## REQUIREMENT A
According to the news story below, what group did Bertrand Virieux help found?

## READING PASSAGE
----------------------------------------

Pope Francis came under fire after meeting Cardinal Philippe Barbarin, who is suspected of covering up for a paedophile priest. Photo: Reuters.

Pope Francis came under fire on Friday (May 20) after meeting Cardinal Philippe Barbarin, the Lyon archbishop who is suspected of covering up for a paedophile priest in a scandal that has rocked the Church in France.

“There was a meeting, nothing out of the ordinary,” Vatican spokesman Federico Lombardi said, adding that he expected the two men had discussed the crisis in the French church, as well as regular business.

A support group for the alleged victims in the French scandal voiced regret that Pope Francis had met with Cardinal Barbarin while magistrates are still mulling whether the cardinal should face criminal charges.

“We would have liked to have been received instead of the cardinal, we note that once again it’s the victims who are sidelined,” Mr Bertrand Virieux, a co-founder of Lyon-based group La Parole Liberee, told AFP.

----------------------------------------

## REQUIREMENT B
Filter the records below, keeping every line that contains the string "head".

----------------------------------------

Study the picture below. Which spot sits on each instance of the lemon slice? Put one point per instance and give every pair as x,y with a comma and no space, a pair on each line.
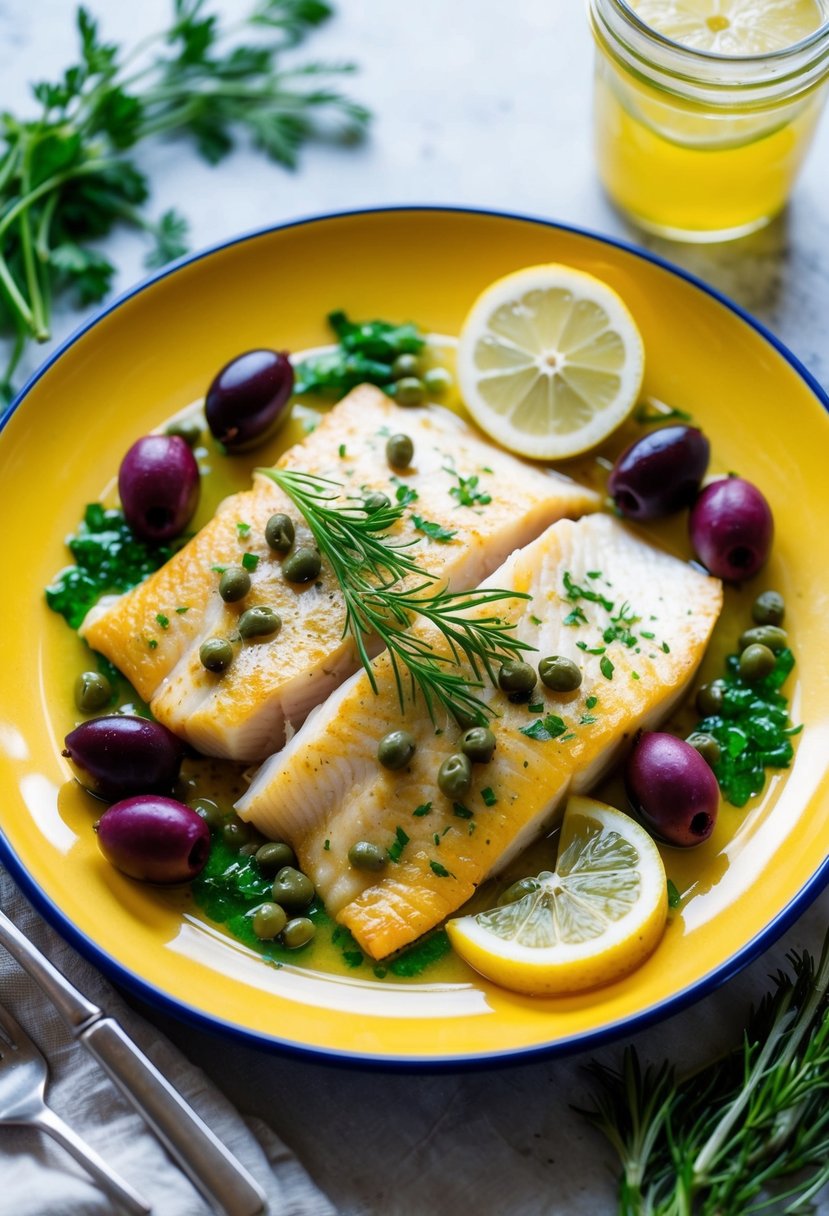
592,921
550,361
732,27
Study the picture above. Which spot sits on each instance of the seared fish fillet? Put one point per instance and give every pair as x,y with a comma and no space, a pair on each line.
635,619
275,682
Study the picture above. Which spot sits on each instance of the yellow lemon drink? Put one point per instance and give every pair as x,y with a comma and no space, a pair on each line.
704,110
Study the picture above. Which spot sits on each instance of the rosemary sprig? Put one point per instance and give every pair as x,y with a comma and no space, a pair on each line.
384,590
746,1133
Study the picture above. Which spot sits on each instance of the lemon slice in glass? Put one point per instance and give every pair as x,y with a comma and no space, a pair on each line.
590,922
550,361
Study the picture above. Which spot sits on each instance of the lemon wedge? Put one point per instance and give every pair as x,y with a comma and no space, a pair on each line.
732,27
550,361
595,919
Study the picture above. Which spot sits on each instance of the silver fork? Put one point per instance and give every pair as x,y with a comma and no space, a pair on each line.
23,1074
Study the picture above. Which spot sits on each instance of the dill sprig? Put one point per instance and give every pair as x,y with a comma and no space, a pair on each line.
748,1133
384,590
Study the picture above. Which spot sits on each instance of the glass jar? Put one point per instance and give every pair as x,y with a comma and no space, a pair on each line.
699,146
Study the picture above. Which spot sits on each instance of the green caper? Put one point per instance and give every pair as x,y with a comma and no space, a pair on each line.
706,746
399,451
233,584
405,365
768,608
365,855
455,776
292,888
298,933
559,674
280,533
191,432
303,566
517,679
518,890
709,698
236,833
215,653
259,621
269,921
756,662
274,856
374,502
92,691
478,744
438,381
210,811
395,749
410,390
772,636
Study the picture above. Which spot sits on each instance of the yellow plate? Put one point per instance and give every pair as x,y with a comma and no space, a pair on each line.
153,353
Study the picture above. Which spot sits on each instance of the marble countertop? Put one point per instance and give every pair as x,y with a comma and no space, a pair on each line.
485,105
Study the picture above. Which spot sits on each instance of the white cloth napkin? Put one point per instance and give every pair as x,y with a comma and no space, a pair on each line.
39,1178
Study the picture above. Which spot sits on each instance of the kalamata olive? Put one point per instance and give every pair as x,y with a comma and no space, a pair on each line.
247,399
119,755
153,838
731,528
158,484
659,473
672,789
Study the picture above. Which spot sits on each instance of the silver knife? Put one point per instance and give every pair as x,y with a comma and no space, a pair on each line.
213,1170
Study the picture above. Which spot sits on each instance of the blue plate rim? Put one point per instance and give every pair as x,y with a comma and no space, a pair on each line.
178,1009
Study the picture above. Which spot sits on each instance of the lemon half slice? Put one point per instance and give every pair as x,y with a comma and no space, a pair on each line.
595,919
550,361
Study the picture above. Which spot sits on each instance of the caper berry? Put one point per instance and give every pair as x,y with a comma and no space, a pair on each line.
405,365
365,855
191,432
768,608
455,776
395,749
92,692
478,744
303,566
706,746
269,921
772,636
259,621
559,674
709,698
215,653
756,662
292,888
298,933
517,679
274,856
438,381
518,890
280,533
374,502
399,451
410,390
233,584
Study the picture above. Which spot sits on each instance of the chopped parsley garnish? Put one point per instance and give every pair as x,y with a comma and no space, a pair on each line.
433,530
399,844
545,728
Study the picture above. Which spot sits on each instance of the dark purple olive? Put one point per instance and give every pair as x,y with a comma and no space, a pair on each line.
120,755
247,399
156,839
731,528
672,789
158,484
660,473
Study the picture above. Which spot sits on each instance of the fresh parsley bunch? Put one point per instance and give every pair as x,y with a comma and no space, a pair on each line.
66,176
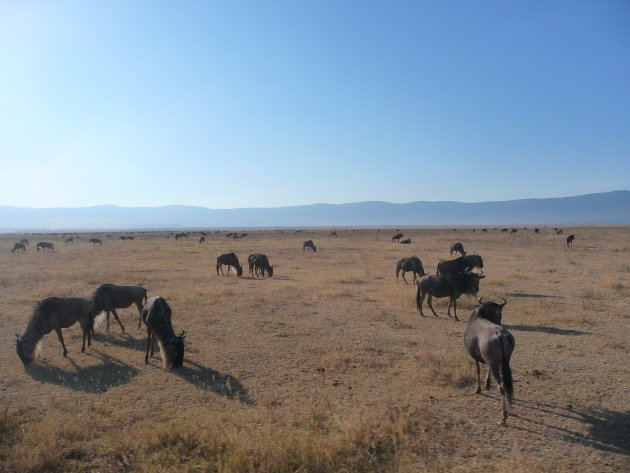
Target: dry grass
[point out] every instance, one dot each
(325, 367)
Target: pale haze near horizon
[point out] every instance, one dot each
(262, 105)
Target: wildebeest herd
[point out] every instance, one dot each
(484, 338)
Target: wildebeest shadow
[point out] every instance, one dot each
(608, 430)
(207, 378)
(541, 328)
(95, 379)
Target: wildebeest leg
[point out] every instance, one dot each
(65, 351)
(118, 319)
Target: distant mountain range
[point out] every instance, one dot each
(603, 208)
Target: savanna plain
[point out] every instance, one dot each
(325, 367)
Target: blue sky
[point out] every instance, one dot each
(251, 104)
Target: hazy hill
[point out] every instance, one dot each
(603, 208)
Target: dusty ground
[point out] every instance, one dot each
(327, 366)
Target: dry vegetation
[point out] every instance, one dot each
(326, 367)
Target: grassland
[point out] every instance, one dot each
(327, 366)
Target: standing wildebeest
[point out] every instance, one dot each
(487, 342)
(308, 245)
(451, 286)
(459, 265)
(45, 246)
(17, 247)
(413, 264)
(230, 260)
(458, 248)
(156, 315)
(109, 297)
(55, 313)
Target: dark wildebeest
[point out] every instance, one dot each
(231, 261)
(55, 313)
(109, 297)
(45, 246)
(458, 248)
(413, 264)
(17, 247)
(308, 245)
(459, 265)
(487, 342)
(451, 286)
(156, 315)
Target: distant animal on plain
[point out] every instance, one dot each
(451, 286)
(156, 315)
(17, 247)
(458, 248)
(412, 264)
(109, 297)
(487, 342)
(231, 261)
(55, 313)
(308, 245)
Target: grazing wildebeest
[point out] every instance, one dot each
(308, 245)
(458, 248)
(413, 264)
(156, 315)
(459, 265)
(109, 297)
(45, 246)
(451, 286)
(17, 247)
(55, 313)
(487, 342)
(230, 260)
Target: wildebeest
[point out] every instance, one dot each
(308, 245)
(17, 247)
(413, 264)
(258, 264)
(451, 286)
(45, 246)
(55, 313)
(487, 342)
(459, 265)
(458, 248)
(231, 261)
(109, 297)
(156, 315)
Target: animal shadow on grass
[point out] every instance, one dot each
(542, 328)
(207, 378)
(95, 379)
(608, 430)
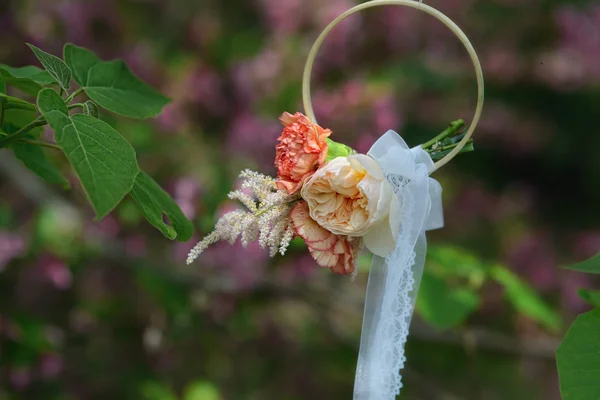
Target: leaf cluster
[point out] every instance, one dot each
(103, 161)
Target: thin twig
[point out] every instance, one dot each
(73, 95)
(21, 132)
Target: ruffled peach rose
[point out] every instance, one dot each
(350, 196)
(302, 149)
(329, 250)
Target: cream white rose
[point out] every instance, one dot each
(350, 196)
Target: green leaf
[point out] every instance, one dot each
(450, 262)
(335, 150)
(29, 79)
(54, 65)
(592, 297)
(201, 391)
(442, 306)
(112, 85)
(104, 162)
(154, 202)
(578, 359)
(524, 298)
(35, 159)
(15, 118)
(591, 265)
(14, 102)
(90, 108)
(80, 61)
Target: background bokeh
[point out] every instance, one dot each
(108, 310)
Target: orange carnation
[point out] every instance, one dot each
(301, 151)
(329, 250)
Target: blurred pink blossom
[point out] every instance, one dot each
(243, 267)
(284, 17)
(204, 87)
(186, 194)
(136, 245)
(254, 138)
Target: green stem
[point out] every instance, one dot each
(40, 143)
(73, 95)
(440, 152)
(451, 130)
(21, 132)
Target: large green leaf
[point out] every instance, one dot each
(29, 79)
(578, 359)
(112, 85)
(35, 159)
(14, 102)
(524, 298)
(591, 265)
(442, 306)
(154, 202)
(80, 61)
(54, 65)
(104, 162)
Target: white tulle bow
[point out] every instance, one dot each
(394, 279)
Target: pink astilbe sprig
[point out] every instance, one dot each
(265, 217)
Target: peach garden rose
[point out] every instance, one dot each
(328, 249)
(350, 196)
(301, 150)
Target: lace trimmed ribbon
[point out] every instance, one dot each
(394, 280)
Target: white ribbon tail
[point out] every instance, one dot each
(394, 280)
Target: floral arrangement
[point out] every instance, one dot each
(336, 200)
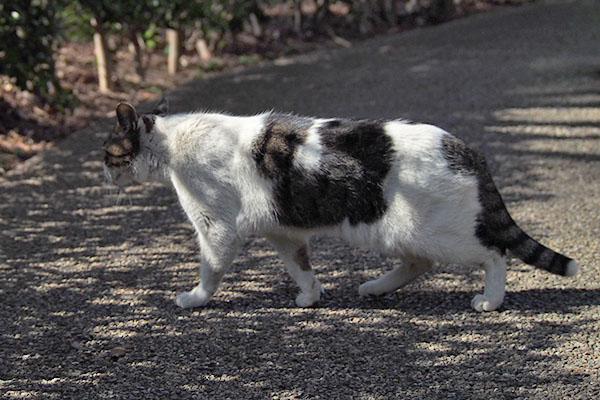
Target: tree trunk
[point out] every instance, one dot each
(102, 60)
(138, 56)
(173, 60)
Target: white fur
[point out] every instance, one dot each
(572, 268)
(308, 155)
(431, 212)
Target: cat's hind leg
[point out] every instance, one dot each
(410, 269)
(295, 255)
(495, 281)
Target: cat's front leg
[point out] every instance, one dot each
(295, 255)
(218, 248)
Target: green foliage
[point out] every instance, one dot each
(28, 29)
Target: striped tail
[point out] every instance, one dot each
(495, 227)
(531, 252)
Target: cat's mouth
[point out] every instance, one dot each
(118, 153)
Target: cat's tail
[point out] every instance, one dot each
(498, 229)
(532, 252)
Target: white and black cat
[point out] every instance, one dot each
(408, 190)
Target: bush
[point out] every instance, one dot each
(28, 29)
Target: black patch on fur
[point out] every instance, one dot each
(494, 218)
(121, 147)
(148, 122)
(356, 157)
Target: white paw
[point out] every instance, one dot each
(191, 300)
(483, 303)
(305, 299)
(369, 288)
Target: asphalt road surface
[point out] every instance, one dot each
(87, 278)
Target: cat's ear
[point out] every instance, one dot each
(161, 108)
(127, 116)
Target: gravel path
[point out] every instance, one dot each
(86, 283)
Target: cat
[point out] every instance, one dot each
(405, 189)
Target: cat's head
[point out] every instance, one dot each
(128, 147)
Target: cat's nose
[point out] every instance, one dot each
(118, 148)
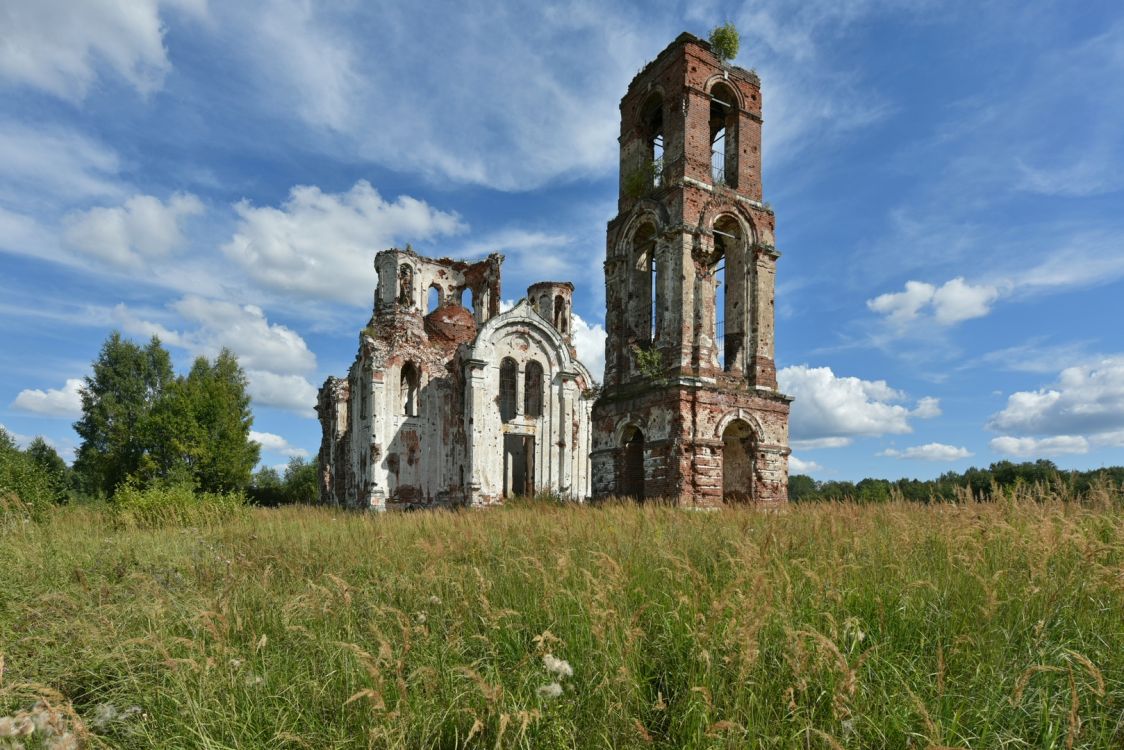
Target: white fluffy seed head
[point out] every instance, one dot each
(551, 690)
(555, 666)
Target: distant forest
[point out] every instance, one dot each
(952, 486)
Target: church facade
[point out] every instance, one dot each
(451, 401)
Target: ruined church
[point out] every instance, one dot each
(451, 401)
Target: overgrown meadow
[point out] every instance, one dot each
(540, 625)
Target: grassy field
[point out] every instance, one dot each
(997, 625)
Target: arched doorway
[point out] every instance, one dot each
(632, 464)
(737, 459)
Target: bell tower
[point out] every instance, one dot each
(690, 410)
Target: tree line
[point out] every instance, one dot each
(952, 485)
(143, 425)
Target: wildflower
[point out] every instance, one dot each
(25, 726)
(551, 690)
(560, 667)
(65, 741)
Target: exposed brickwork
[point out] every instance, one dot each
(698, 382)
(447, 406)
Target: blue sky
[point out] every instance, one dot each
(948, 180)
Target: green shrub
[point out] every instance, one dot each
(724, 42)
(178, 504)
(25, 487)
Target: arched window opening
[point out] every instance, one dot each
(737, 459)
(560, 321)
(723, 135)
(632, 463)
(408, 389)
(364, 397)
(652, 120)
(406, 285)
(508, 375)
(533, 389)
(481, 304)
(727, 290)
(643, 308)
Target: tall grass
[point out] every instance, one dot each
(972, 625)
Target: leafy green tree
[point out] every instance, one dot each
(725, 42)
(200, 428)
(56, 470)
(126, 383)
(300, 481)
(801, 487)
(266, 487)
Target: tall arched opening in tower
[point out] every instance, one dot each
(632, 469)
(737, 460)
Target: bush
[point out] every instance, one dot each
(25, 488)
(724, 42)
(177, 504)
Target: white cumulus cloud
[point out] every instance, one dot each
(275, 358)
(930, 452)
(828, 406)
(952, 303)
(322, 245)
(60, 46)
(1038, 446)
(65, 401)
(286, 391)
(143, 227)
(800, 466)
(589, 341)
(1087, 399)
(821, 442)
(278, 444)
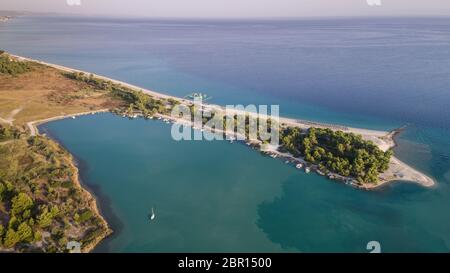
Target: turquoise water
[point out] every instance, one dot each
(214, 196)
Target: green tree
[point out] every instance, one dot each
(11, 238)
(25, 232)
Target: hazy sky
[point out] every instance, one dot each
(233, 8)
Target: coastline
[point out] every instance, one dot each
(385, 140)
(398, 170)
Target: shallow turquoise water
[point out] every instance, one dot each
(212, 196)
(217, 196)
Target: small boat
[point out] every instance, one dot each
(152, 215)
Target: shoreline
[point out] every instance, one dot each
(383, 139)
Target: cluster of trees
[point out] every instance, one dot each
(21, 217)
(96, 83)
(7, 133)
(344, 153)
(12, 67)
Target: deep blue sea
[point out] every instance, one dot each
(378, 73)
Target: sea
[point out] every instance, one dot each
(213, 196)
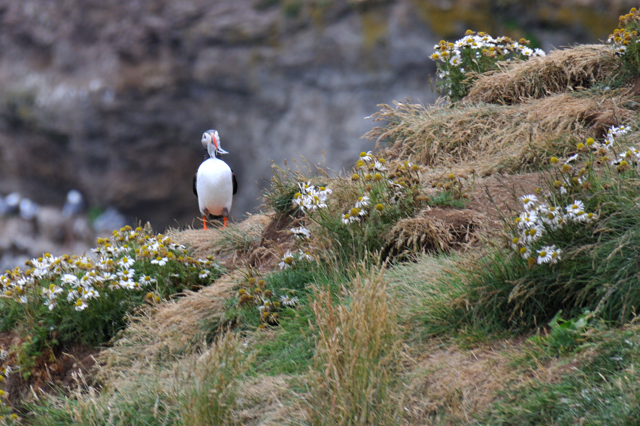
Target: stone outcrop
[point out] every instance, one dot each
(112, 97)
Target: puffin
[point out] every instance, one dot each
(214, 183)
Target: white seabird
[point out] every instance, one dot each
(214, 184)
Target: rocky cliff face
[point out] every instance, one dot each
(112, 97)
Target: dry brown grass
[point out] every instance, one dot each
(434, 230)
(171, 329)
(357, 359)
(450, 385)
(560, 71)
(489, 138)
(231, 243)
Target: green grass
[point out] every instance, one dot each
(603, 390)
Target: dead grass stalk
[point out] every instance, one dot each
(560, 71)
(489, 138)
(357, 359)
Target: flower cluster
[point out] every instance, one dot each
(310, 197)
(478, 53)
(538, 219)
(118, 266)
(256, 295)
(374, 171)
(625, 35)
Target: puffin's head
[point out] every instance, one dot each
(211, 142)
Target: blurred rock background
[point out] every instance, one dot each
(111, 97)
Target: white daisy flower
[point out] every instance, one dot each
(81, 305)
(366, 156)
(544, 254)
(574, 208)
(525, 252)
(90, 293)
(51, 303)
(287, 260)
(146, 280)
(527, 220)
(305, 255)
(160, 261)
(73, 294)
(288, 301)
(571, 159)
(126, 262)
(555, 254)
(529, 201)
(300, 232)
(533, 234)
(362, 201)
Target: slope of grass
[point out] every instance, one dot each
(359, 300)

----------------------------------------

## PROBLEM SOLUTION A
La Parole Liberee, a support group based in Lyon.

## PROBLEM SOLUTION B
Target: cat's head
Target: white fluffy seed head
Target: puffin's head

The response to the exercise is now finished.